ASSIGNMENT: Would you copy only the lines below, beginning with the one that contains "outline --target=dark blue" and running through the last entry line?

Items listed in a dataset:
··········

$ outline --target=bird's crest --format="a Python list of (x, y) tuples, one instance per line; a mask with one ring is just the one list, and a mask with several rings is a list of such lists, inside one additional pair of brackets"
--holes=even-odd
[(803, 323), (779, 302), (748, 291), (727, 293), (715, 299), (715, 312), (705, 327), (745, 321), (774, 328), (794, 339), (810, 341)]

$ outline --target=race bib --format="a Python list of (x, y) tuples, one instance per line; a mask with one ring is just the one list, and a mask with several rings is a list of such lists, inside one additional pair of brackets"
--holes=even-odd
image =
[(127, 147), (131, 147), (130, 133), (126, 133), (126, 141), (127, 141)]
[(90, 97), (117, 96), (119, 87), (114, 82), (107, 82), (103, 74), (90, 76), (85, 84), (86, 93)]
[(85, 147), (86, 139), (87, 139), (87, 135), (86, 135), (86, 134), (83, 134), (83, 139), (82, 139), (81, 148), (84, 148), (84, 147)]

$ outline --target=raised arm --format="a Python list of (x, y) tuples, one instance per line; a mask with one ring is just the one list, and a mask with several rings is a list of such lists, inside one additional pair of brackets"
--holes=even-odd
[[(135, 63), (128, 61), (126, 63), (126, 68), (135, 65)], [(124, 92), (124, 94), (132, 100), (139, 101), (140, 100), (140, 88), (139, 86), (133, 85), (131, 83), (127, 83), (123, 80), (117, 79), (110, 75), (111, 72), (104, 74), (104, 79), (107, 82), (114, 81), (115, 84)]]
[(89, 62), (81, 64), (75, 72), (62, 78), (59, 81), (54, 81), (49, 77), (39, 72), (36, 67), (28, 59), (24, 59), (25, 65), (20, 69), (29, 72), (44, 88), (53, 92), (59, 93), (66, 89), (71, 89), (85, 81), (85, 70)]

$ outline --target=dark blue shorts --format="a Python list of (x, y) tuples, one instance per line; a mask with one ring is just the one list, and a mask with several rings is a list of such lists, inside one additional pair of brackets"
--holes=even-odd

··········

TASK SOLUTION:
$ outline --target=dark blue shorts --format="a Python list of (x, y) tuples, one instance per line; a mask with one ring is just the one list, and a mask with several rings is a list of such lists, inside one additional pair of brackets"
--holes=even-odd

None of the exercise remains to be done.